Schriftelijke opdracht. Leg aan de hand van het fragment over de energieke samenleving uit waarom het onderzoek het begrip energieke samenleving gebruikt en niet participatiesamenleving. Beperk je tot twee of drie zinnen.

2. Het realiseren van publieke waarde

2.1 Inleiding

Dit hoofdstuk heeft als doel om een theoretisch kader te schetsen rondom de vermaatschappelijking van het publiek domein in Nederland. Allereerst komen de concepten energieke samenleving, publieke waarde en het publiek domein aan de orde. Vervolgens komen er aan de hand van vier theoretische sturingsmodellen de verschillende rollen van de Rijksoverheid aan bod. Deze theorie vormt de basis voor het onderzoek in hoofdstuk vier. Het tweede deel van dit hoofdstuk is gericht op het ontwikkelen van een conceptueel kader voor de analyse van de casus Marker Wadden. Dit tweede deel sluit af met een conceptueel kader dat is gebaseerd op wetenschappelijke literatuur over de governance van maatschappelijke initiatieven.

2.2 De Energieke Samenleving

De energieke samenleving geniet sinds de publicatie van Maarten Hajer (2011) grote populariteit in bestuurskundige literatuur en het dagelijks werk van de ambtenaar. De energieke samenleving kent synoniemen als participatiesamenleving en doe-democratie. Hoewel de begrippen grote mate van gelijkenis hebben, is in dit onderzoek gekozen voor het begrip de energieke samenleving. De keuze voor de energieke samenleving ligt in het nuanceverschil tussen ‘energie’ en ‘participatie’. In de participatiesamenleving ligt de nadruk op actieve betrokkenheid van burgers. In de energieke samenleving wordt voornamelijk gesproken over initiatieven van burgers. Deze initiatieven zorgen voor een verandering van het evenwicht in de publieke waardrealisatie en de behoefte aan een nieuwe rol van de overheid (Van der Steen et al., 2014).

Hoewel de energieke samenleving een veelvuldig voorkomend begrip is, is er weinig bekend over de daadwerkelijke invulling van deze energieke samenleving. Het begrip wordt gezien als

containerbegrip en buzzword. Daarnaast is er ook veel discussie over de invulling van het begrip.

Enerzijds stellen critici dat de energieke samenleving helemaal niet nieuw is, maar slechts een nieuwe verzamelnaam voor burgerinitiatieven. Anderzijds wordt gesteld dat de energieke samenleving slechts een verbloeming is van het afschuiven van overheidsverantwoordelijkheden op haar burgers (Van Twist, Van der Steen en Wendt, 2014). Deze pluraliteit aan begripsinvullingen en verschillen in discours maken de energieke samenleving een robuust en tegelijkertijd dynamisch begrip. Het begrip is open en multi-interpretabel. In deze scriptie zal onderstaande beschrijving, geformuleerd door Maarten Hajer, van de energieke samenleving gehanteerd worden:

“De samenleving kent mondige, autonome burgers en vernieuwende bedrijven. Zo is er een grote groep burgers, boeren en bedrijven die wil handelen en veranderen. Ook veel gemeenten en instellingen (corporaties, ziekenhuizen, (hoge)scholen, universiteiten, enzovoort) willen zelf aan de gang. Zij vinden daarvoor evenwel onvoldoende aanknopingspunten in het nationale beleid. Daarnaast staan andere burgers, die juist heel sceptisch zijn over de noodzaak tot

(13)

Aangeleverd materiaal.
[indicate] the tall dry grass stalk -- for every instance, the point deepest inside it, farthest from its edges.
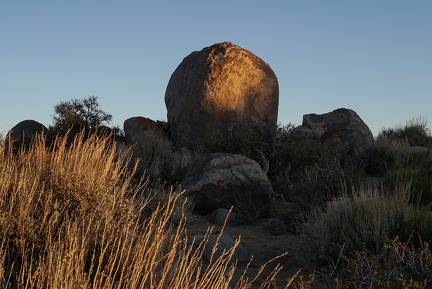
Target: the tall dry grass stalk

Het antwoord. Het onderzoek kiest voor het begrip energieke samenleving vanwege het nuanceverschil tussen ‘energie’ en ‘participatie’. In de participatiesamenleving ligt de nadruk op actieve betrokkenheid van burgers. In de energieke samenleving gaat het vooral om initiatieven van burgers.